[Opening Page text section]

But the best comes in a response to an indignant distinguisher of Symbolism and Imagism who wrote in to the Listener to complain of their derogatory conflation by Empson. Basically, Empson retorts that, of course, the poet-advocates of the respective positions will gesticulate wildly that this is very different than that, but since ... well, just look at the analytical hopelessness ... this lot are clearly argufying ...
Poets would make pronouncements about these Movement in an expansive tone of voice, like that used when offering one another drinks, and as a rule they could look after themselves. But when an earnest logical student takes up this line of talk he gets bogged down very rapidly; I have seen it happen.
So Empson is saying: these arguments against arguments are just argufments, and even if they were arguments, they would be refuted by the fact that the arguments they argue against are just argufments.
But why am I interested as well as amused? I don't care about the Symbolist/Imagist controversy. (Perhaps Empson is unfair to the poor things, I wouldn't know.) I am - as Empson clearly is - fascinated by the category of 'argufment', which the controversy serves, rather incidentally, to foreground. (I take it the term is a contraction of argument + guff, which seems about right.)
In recent days and weeks I've been punching noses of the likes of Fish and Zizek and Harpham, but there is a limit to the utility of this procedure; at any rate, a point of diminishing return despite ongoing muscular satisfaction. A point is reached when Fish gets back up and says, placidly: philosophy has no consequences; or Harpham asserts Zizek's philosophical superiority over all-comers in terms that would be appropriate for wine-tasting, and I can't prove he is wrong in wine-tasting terms, only philosophically. And the question must be asked: why am I so different from them? I mean: I think they are wrong and I am right. They no doubt would have some choice things to say about me. When did we part ways so fundamentally?
There's a funny scene in "The Limey" - nice to see Terence Stamp not playing stiff, Galactic Republic Senators sometimes, don't you find? - in which the titular Limey is baffling a big, mad black LA seargant with a torrent of cockney rhyming slang, amongst other things. The stream comes to an end and the seargant just says (like a punch on the nose): "The only thing I don't understand is every single word that comes out of your mouth!"

[Closing Page text section]

Tasks to complete >>
1. List the people the writer of the text on Empson and "argufment" says they have been punching the noses of in recent days and weeks.
2. In the text on Empson and "argufment," what does the writer take "argufment" to be a contraction of?
3. Carry on the text on Empson and "argufment" from its final sentence.
The records that follow the text come from a separate source.

[Opening Entries shown section]

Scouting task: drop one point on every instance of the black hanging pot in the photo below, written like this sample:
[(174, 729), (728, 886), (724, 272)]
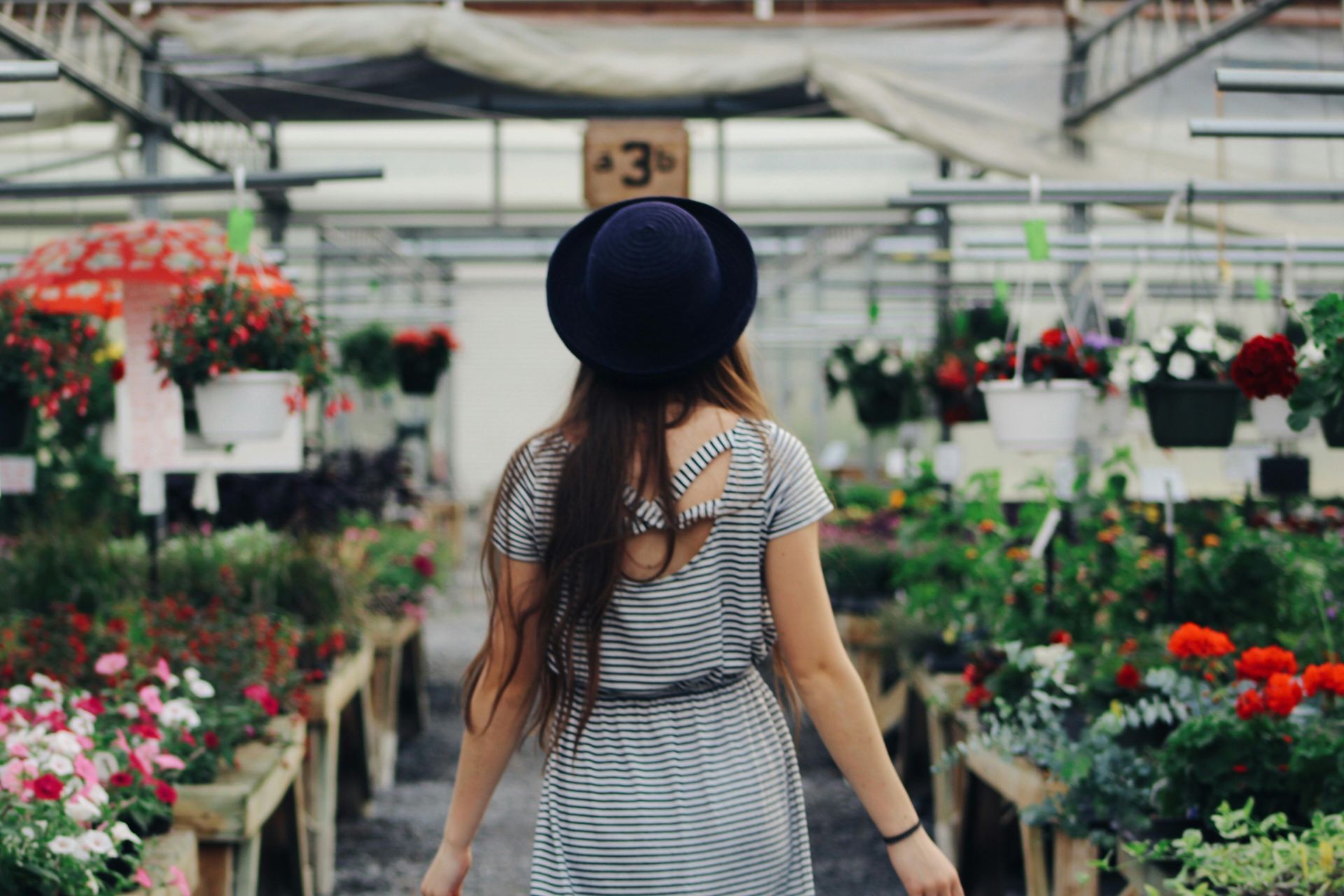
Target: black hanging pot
[(417, 381), (1193, 414), (15, 418), (1332, 425)]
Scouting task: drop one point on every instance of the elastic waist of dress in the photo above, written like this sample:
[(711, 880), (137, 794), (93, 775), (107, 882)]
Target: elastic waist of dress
[(704, 684)]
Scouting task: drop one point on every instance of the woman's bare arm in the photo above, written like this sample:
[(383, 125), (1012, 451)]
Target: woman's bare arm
[(487, 751), (839, 706)]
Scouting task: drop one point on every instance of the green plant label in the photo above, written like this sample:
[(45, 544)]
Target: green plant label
[(241, 223), (1038, 245), (1264, 289)]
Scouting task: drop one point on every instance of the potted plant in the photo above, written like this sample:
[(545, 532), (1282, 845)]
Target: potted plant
[(422, 356), (249, 358), (369, 356), (1038, 407), (1266, 372), (1320, 394), (46, 365), (1184, 379), (882, 383)]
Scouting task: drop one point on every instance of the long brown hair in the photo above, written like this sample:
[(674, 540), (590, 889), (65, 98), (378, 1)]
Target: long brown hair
[(616, 431)]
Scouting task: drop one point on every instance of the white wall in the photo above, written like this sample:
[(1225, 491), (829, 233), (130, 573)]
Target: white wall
[(511, 377)]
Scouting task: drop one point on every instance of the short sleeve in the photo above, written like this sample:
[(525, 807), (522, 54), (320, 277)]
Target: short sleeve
[(796, 498), (515, 530)]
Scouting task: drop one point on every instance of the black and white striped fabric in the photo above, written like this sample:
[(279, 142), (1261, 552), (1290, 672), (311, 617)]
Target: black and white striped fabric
[(685, 780)]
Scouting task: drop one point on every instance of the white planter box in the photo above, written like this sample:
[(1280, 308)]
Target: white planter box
[(1038, 416), (248, 406)]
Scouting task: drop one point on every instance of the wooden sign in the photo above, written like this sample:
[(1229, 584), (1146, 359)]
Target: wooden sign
[(625, 159)]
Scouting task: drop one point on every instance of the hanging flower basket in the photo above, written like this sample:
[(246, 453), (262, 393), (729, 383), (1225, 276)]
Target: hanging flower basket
[(1037, 416), (246, 406), (15, 418), (1193, 414)]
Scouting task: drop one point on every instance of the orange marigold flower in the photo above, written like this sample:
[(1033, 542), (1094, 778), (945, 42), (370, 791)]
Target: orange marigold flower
[(1196, 641), (1282, 694), (1259, 664)]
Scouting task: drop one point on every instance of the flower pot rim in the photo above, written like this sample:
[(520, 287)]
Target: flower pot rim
[(1040, 386)]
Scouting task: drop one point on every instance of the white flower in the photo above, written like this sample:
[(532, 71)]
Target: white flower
[(990, 349), (1144, 367), (1182, 365), (105, 763), (866, 349), (59, 766), (81, 809), (65, 743), (1200, 339), (64, 846), (121, 833), (99, 843), (179, 713), (1163, 340)]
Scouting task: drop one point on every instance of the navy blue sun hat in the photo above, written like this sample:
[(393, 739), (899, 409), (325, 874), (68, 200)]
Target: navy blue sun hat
[(650, 289)]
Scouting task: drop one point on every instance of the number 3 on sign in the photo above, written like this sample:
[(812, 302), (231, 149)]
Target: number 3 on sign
[(629, 159)]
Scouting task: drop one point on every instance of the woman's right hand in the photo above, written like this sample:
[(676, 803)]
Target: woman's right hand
[(448, 871), (923, 867)]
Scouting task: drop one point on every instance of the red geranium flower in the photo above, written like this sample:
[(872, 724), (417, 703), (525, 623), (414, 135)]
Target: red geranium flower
[(1266, 365), (48, 788), (1196, 641), (1259, 664), (1328, 676), (1250, 704), (977, 697), (1129, 678), (166, 793), (1282, 694)]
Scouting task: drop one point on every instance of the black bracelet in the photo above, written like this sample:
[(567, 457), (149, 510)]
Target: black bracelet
[(905, 834)]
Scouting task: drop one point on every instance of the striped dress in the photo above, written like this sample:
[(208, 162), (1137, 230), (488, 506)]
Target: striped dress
[(685, 780)]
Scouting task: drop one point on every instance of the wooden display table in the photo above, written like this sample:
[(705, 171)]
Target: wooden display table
[(400, 690), (863, 640), (175, 849), (339, 764), (261, 798)]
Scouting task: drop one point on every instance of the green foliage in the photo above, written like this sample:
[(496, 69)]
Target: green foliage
[(369, 356)]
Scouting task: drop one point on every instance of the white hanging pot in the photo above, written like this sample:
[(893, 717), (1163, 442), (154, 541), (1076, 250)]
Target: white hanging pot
[(1037, 416), (248, 406), (1270, 415)]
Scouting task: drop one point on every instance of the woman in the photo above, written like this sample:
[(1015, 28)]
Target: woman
[(645, 554)]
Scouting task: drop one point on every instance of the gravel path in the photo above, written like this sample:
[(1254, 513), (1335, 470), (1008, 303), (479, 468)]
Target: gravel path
[(387, 852)]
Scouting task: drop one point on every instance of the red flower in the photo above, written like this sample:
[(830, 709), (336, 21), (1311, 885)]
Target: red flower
[(422, 564), (977, 697), (1196, 641), (1259, 664), (48, 788), (1129, 678), (166, 793), (1282, 694), (1250, 704), (1328, 676), (1266, 365)]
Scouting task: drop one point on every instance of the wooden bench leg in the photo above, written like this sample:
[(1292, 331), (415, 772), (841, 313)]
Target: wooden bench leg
[(1075, 869), (1034, 860)]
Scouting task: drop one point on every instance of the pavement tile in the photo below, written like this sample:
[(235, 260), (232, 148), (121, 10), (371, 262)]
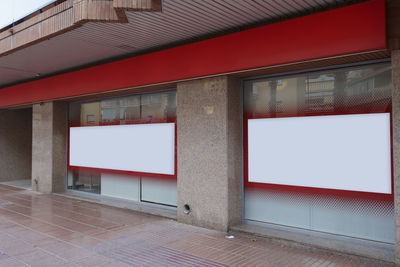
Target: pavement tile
[(49, 230)]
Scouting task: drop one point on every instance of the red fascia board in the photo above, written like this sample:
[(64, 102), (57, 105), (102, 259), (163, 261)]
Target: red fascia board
[(349, 30)]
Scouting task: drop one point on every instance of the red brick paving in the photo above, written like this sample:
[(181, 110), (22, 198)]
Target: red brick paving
[(47, 230)]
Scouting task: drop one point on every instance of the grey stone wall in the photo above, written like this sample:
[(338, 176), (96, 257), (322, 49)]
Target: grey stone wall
[(15, 144), (396, 144), (209, 134), (49, 154)]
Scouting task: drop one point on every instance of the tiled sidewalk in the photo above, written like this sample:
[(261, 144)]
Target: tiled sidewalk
[(48, 230)]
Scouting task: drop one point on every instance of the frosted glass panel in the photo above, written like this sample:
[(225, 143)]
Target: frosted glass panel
[(344, 152), (147, 148), (159, 190)]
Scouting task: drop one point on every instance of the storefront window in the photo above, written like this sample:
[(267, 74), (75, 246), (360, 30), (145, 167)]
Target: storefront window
[(330, 173), (345, 91), (137, 109)]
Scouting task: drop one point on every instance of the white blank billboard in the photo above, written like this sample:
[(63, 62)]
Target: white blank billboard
[(344, 152), (148, 148)]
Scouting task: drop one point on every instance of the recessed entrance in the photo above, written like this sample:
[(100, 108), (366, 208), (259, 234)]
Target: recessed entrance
[(16, 147)]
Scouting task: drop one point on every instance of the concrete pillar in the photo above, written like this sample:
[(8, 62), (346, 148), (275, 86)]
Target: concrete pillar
[(396, 144), (49, 154), (209, 134), (15, 144)]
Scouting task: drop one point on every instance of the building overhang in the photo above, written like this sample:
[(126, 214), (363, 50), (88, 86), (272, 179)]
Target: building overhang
[(308, 39)]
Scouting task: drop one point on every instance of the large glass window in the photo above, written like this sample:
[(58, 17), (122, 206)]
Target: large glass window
[(292, 151), (343, 91), (157, 107)]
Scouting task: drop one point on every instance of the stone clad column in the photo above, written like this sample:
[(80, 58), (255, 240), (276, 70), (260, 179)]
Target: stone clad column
[(209, 136), (49, 154), (396, 144)]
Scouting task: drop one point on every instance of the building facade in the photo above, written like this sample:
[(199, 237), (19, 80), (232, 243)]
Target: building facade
[(281, 119)]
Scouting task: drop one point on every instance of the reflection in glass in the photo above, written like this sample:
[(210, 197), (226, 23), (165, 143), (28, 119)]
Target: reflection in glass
[(145, 108)]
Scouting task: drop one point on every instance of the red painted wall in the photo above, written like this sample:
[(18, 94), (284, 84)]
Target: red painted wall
[(348, 30)]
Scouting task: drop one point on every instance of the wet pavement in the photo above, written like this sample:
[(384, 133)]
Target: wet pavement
[(50, 230)]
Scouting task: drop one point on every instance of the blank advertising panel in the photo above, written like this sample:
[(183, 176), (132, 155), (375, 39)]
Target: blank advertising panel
[(147, 148), (343, 152)]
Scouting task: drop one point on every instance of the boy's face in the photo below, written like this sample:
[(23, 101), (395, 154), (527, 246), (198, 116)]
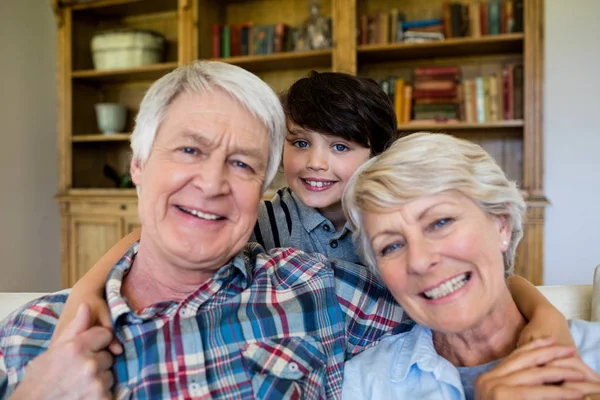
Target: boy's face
[(317, 167)]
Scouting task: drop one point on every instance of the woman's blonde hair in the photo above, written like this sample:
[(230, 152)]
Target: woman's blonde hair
[(424, 164)]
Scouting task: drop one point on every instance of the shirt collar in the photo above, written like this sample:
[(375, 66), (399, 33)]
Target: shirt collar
[(311, 218), (417, 349), (241, 263)]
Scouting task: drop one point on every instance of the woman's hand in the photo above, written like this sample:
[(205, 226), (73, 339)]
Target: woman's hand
[(538, 370)]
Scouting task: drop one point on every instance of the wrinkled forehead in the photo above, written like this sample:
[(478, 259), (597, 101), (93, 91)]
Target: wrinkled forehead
[(212, 119)]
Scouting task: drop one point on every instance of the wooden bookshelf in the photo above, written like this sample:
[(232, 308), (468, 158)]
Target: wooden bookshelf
[(313, 59), (145, 73), (450, 126), (98, 137), (454, 47), (93, 211)]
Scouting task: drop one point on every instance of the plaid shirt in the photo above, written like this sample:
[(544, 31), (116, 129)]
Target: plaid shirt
[(267, 325)]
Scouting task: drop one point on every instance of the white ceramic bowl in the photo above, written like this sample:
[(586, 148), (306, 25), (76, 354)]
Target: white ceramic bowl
[(127, 48)]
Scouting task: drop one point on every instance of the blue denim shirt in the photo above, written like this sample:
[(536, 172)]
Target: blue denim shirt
[(406, 366)]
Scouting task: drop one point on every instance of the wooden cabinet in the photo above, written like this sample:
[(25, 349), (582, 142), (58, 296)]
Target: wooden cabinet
[(91, 226), (92, 219)]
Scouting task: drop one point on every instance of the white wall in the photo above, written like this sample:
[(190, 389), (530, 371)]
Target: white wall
[(29, 227), (572, 140)]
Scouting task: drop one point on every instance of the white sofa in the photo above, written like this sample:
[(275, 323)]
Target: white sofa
[(575, 301)]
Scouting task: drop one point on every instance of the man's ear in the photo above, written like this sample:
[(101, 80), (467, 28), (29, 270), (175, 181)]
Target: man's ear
[(504, 230), (136, 170)]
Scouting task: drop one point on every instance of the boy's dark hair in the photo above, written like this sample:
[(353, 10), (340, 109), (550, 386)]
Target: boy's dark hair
[(338, 104)]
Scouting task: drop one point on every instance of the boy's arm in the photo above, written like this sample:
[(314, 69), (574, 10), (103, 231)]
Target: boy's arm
[(544, 320), (90, 289), (369, 308)]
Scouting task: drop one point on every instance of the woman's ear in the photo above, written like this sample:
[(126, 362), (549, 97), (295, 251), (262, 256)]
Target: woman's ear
[(504, 231), (136, 170)]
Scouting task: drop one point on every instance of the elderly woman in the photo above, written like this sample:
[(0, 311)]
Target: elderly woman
[(437, 220)]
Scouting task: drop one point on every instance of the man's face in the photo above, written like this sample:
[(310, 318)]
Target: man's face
[(201, 185)]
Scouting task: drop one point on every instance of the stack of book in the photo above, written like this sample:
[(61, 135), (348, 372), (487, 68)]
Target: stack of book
[(493, 17), (494, 97), (435, 94), (248, 39)]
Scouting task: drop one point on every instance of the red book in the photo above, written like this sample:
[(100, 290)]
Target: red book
[(485, 29), (420, 94), (437, 71), (236, 40), (216, 41), (508, 83)]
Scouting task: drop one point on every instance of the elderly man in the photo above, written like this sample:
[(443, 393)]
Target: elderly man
[(199, 312)]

[Closing Entries shown section]

Responses for each task >>
1. Fish, Zizek, Harpham

2. Argument plus guff.

3.
I feel like that, reading Fish and Zizek and Harpham and others. What's it all about, hey? Why are they messing with me, pretending to believe stuff they can't possibly, and refusing to answer sensible objections? What's the motivation?
Part of the answer, I think, is that they believe that a philosophical argument is just an argufment. Which makes it hard to start a philosophical argument about whether they are right. But at least one knows where one stands.
If a 'therefore' is only ever a punch in the nose, and you are capable of shrugging it off, then philosophy is the proverbial 97-pound weakling who will only ever get sand kicked in its face. This is the only thought that makes remote sense of Fish's central thesis. If, on the other hand, being overcome by the power of philosophy is like being incapable of shrugging off a punch, then maybe wine-tasting terms can help, to some degree, characterize the stars and tweety-birds that result from cracking the pages of some, not other, philosophy books. (That's a mighty astringent and pertinacious punch you got there, son!) This is the only thought that makes sense of Harpham's approach.
This sounds like not a new answer at all: the old rhetoric/sophistry versus reason/philosophy go-around. But I want to try to impart a new angle of spin to this tired, over-revolving globe. The poetry angle is key. Tomorrow.